───── Provided data

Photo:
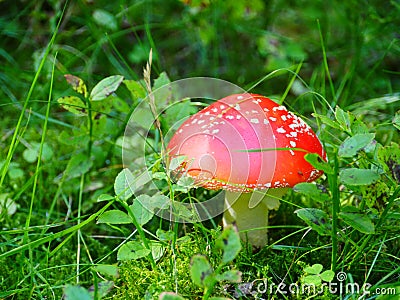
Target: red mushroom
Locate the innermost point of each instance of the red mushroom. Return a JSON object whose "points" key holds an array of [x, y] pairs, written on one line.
{"points": [[251, 147]]}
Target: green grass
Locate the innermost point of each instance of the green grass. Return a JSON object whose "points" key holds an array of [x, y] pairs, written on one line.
{"points": [[59, 171]]}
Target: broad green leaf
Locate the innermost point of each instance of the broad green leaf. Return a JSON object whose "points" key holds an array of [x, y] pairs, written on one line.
{"points": [[317, 162], [352, 145], [137, 89], [104, 197], [354, 176], [124, 185], [229, 242], [170, 296], [114, 216], [77, 84], [132, 250], [314, 269], [327, 275], [312, 190], [358, 221], [31, 154], [201, 271], [141, 211], [110, 270], [343, 118], [74, 292], [316, 219], [105, 19], [106, 87], [78, 165], [157, 250], [230, 276], [73, 104]]}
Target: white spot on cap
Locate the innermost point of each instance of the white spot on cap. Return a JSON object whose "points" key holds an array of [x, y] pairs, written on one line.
{"points": [[280, 107], [281, 130]]}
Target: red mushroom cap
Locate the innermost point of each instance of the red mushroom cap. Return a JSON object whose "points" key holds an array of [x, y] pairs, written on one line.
{"points": [[244, 142]]}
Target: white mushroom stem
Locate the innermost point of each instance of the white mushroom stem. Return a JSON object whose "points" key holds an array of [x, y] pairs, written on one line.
{"points": [[249, 211]]}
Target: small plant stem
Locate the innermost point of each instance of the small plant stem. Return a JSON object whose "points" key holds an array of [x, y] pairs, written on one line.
{"points": [[78, 235], [142, 235], [333, 184], [90, 124], [252, 222]]}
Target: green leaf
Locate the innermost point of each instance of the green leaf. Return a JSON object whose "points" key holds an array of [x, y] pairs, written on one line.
{"points": [[229, 242], [105, 19], [327, 275], [201, 271], [114, 216], [327, 121], [77, 84], [317, 162], [354, 176], [343, 118], [352, 145], [103, 288], [73, 292], [316, 219], [358, 221], [165, 236], [170, 296], [312, 190], [109, 270], [132, 250], [314, 269], [230, 276], [141, 211], [124, 185], [7, 205], [104, 197], [106, 87], [78, 165], [31, 154], [157, 250], [74, 105], [396, 120], [137, 89], [162, 80]]}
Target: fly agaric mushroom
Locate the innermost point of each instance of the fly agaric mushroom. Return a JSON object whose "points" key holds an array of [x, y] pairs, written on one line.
{"points": [[252, 148]]}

──────────

*Your objective*: Going back to the entries above, set down exactly the lines that begin at the one with "Target: white spot on cap" and end at the one with "Target: green leaf", both included, and nothing else.

*Exercise output*:
Target: white spot on cap
Locate the innermost point of each instance of the white spot on cap. Return a JSON object whose "points" key holds an array of [x, y] pairs, written on one line.
{"points": [[280, 107], [281, 130]]}
Target: red mushroom cap
Locate the innermost point of each instance of the red mushroom cap. Return a JSON object whose "points" key holds an array of [x, y] pairs, written on one line.
{"points": [[244, 142]]}
Target: white mushroom stem
Locate the innermost point of each instance of the white mushroom stem. Return a JSON object whose "points" key holds an array of [x, y] pairs, written on one line.
{"points": [[249, 211]]}
Target: small plant stem
Locate the innermost point of each instance of the small plant stem. Return a JSON object whose "points" key holds an array of [x, y] pairs, written on one line.
{"points": [[78, 235], [142, 235], [333, 184], [90, 124], [252, 222]]}
Target: green leaf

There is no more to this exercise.